George E. Doty

George Doty

George E. Doty
Fordham College, Class of 1938
Chief Executive Officer, Goldman Sachs
(Inducted in 2008)

In a proud tradition dating back to the Renaissance, George E. Doty, former Wall Street financier and chief executive officer of Goldman Sachs, helped to usher in an unprecedented period of patronage and philanthropy for Fordham University.

With Fordham still wrestling through a difficult period of financial uncertainty in the early 1970s, Doty, as part of a cadre of successful alumni, helped put the University on more secure financial footing. As one of the first lay members of the University’s financial board and, later, as chairman of the Board of Trustees, Doty advised the administration on fundraising and set the standard for giving by his own quiet, generous contributions.

= = = =

> _Activities_
[A] According to the George E. Doty profile, what position did Doty hold at Goldman Sachs?
[B] Please return everything in the George E. Doty profile from "George Doty" down to "for Fordham University.".
[C] Take the George E. Doty profile further, continuing on from its final sentence.

> _Record set_
= = = =

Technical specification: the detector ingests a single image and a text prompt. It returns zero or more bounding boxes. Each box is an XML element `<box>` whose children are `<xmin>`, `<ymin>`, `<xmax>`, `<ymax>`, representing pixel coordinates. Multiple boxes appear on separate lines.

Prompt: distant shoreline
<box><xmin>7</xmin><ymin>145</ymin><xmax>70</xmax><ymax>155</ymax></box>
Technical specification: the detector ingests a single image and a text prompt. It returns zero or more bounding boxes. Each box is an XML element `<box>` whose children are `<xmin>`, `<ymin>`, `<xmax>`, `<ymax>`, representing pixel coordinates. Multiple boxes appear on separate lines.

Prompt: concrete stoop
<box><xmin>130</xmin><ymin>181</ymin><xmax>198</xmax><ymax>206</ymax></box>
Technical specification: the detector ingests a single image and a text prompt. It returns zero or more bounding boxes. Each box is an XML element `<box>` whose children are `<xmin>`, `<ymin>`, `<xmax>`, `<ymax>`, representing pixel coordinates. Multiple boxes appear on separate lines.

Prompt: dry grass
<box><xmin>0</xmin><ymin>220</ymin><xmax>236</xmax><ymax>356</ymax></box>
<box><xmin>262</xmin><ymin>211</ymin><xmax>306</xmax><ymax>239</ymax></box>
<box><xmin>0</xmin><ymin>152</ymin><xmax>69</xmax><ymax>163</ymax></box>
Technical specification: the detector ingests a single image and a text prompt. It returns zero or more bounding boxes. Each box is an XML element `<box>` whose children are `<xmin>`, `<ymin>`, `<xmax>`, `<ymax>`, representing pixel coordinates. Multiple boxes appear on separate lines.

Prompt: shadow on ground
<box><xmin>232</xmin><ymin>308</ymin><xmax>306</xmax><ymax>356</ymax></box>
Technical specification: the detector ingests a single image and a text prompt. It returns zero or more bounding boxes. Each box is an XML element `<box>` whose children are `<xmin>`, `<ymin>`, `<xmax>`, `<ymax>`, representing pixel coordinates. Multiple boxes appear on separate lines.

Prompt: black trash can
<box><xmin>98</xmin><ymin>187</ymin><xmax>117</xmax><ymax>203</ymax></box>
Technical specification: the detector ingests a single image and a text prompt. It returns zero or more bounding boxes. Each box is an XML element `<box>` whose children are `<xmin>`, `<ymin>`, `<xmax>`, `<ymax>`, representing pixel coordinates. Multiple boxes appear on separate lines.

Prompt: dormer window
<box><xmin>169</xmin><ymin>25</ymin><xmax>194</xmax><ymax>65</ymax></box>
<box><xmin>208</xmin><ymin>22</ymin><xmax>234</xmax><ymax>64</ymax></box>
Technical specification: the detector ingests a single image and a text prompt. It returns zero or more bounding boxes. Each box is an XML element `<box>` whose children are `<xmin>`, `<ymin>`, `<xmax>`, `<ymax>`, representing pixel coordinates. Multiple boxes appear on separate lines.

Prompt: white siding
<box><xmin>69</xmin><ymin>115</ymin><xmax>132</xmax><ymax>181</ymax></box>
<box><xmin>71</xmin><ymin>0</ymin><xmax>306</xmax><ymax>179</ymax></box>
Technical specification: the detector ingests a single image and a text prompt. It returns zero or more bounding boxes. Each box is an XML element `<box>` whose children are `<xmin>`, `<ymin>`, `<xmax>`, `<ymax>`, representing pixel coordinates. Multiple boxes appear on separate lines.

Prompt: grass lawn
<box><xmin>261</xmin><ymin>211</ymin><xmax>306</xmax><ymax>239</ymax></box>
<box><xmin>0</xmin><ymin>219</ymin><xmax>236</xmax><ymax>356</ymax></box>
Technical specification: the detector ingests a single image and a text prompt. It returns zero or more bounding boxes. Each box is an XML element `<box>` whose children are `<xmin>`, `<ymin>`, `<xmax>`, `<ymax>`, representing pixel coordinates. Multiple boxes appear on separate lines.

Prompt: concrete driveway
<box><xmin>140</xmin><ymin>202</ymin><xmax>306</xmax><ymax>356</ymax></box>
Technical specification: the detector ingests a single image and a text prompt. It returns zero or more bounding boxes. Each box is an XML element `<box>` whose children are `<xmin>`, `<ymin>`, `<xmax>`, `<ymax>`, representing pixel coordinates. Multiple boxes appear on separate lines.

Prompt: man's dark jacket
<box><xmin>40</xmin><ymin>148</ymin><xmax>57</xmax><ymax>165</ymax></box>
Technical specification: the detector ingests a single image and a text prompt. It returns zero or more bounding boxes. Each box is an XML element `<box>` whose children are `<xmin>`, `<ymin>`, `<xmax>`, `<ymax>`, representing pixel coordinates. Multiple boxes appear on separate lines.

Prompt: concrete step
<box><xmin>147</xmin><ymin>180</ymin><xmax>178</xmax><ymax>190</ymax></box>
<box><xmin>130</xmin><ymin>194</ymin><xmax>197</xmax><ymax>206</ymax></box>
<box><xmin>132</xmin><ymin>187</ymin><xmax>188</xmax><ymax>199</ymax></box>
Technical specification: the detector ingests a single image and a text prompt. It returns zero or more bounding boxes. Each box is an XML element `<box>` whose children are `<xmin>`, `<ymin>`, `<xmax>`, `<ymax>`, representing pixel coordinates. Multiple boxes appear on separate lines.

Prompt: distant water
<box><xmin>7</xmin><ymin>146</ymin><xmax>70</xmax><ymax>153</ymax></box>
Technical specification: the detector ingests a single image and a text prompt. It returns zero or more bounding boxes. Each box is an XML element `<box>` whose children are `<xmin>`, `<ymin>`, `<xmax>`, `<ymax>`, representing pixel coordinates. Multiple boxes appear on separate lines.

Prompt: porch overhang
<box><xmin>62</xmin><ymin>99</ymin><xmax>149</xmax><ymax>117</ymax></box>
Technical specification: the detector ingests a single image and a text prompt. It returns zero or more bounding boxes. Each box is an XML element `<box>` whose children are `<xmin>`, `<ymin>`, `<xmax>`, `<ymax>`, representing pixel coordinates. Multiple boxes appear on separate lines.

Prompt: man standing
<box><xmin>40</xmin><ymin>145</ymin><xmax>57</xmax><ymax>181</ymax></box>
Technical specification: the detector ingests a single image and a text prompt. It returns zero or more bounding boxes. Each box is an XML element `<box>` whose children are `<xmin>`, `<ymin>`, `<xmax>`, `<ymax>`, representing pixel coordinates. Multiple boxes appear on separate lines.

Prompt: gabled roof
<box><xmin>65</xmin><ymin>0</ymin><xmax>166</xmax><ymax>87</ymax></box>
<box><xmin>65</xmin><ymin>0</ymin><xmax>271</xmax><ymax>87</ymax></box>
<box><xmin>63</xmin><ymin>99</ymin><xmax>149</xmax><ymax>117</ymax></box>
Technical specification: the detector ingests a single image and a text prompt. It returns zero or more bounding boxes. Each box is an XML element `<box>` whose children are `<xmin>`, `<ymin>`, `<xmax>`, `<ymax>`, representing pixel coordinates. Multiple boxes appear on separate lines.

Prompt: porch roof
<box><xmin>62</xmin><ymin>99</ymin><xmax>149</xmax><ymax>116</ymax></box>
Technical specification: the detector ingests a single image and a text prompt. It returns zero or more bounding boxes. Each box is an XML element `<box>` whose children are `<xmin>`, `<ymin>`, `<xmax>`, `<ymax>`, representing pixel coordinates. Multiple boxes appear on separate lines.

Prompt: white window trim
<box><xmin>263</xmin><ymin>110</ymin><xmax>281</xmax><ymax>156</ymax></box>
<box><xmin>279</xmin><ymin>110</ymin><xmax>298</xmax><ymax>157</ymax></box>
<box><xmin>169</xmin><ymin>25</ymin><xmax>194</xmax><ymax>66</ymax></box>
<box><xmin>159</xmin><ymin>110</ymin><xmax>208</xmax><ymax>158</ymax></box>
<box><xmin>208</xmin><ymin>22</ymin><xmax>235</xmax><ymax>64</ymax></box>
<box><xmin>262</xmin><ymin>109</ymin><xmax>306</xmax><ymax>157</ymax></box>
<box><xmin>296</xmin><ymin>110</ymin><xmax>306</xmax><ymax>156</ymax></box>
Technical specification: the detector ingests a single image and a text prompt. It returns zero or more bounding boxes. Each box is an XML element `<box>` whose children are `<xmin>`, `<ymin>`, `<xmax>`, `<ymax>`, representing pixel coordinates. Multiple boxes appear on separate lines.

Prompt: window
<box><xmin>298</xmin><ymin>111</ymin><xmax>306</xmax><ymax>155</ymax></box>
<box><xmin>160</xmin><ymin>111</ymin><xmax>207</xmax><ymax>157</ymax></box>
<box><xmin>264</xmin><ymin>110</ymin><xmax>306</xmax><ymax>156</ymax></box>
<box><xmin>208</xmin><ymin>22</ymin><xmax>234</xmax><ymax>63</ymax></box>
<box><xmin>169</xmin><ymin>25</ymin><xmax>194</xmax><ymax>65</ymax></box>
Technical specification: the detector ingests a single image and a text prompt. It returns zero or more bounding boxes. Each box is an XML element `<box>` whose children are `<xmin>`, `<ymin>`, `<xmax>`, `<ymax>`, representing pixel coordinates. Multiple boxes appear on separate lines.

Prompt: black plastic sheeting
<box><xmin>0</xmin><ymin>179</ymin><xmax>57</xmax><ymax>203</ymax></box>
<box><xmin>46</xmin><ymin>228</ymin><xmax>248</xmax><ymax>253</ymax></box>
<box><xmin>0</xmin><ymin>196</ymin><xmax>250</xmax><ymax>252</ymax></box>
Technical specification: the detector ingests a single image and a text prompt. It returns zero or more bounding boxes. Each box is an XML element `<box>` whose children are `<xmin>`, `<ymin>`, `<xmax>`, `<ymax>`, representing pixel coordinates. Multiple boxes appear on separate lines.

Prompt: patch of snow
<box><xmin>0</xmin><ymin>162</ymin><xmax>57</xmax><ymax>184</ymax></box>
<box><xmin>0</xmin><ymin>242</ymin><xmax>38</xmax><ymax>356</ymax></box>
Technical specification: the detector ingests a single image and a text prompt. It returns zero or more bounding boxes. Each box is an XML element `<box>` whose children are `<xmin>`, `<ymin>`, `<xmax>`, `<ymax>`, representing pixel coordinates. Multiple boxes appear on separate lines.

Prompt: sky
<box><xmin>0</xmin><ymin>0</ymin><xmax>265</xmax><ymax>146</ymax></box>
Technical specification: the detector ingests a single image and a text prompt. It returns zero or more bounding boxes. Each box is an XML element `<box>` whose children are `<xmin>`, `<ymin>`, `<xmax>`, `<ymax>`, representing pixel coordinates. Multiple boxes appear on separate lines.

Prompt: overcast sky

= = = =

> _Expected responses_
[A] Chief executive officer

[B]
George Doty

George E. Doty
Fordham College, Class of 1938
Chief Executive Officer, Goldman Sachs
(Inducted in 2008)

In a proud tradition dating back to the Renaissance, George E. Doty, former Wall Street financier and chief executive officer of Goldman Sachs, helped to usher in an unprecedented period of patronage and philanthropy for Fordham University.

[C]
Fittingly, his generosity—of his spirit, intellect, and personal wealth—paralleled that of his historic forebears: Doty’s gifts to the University highlighted his love of high art and the Catholic Church. He donated 10 replica details of the Vatican’s Raphael Stanze and several Benjamin West paintings, which augmented the William D. Walsh Family Library’s impressive collection of drawings by John Trumbull, one of the founding fathers of American art. Doty and his wife, Marie Ward Doty, actively supported the most recent—and extensive—restoration of the University Church, which took place between 2003 and 2004, and re-established the New York City landmark as the center of the University’s vibrant spiritual life. They also enriched the intellectual life of the University, creating the Marie Ward Doty Chair in the psychology department and the Dr. M. J. Werthman, GSAS ’85, Memorial Endowed Scholarship Fund, which supports female graduate students of psychology who are engaged in the study and clinical treatment of mental illness.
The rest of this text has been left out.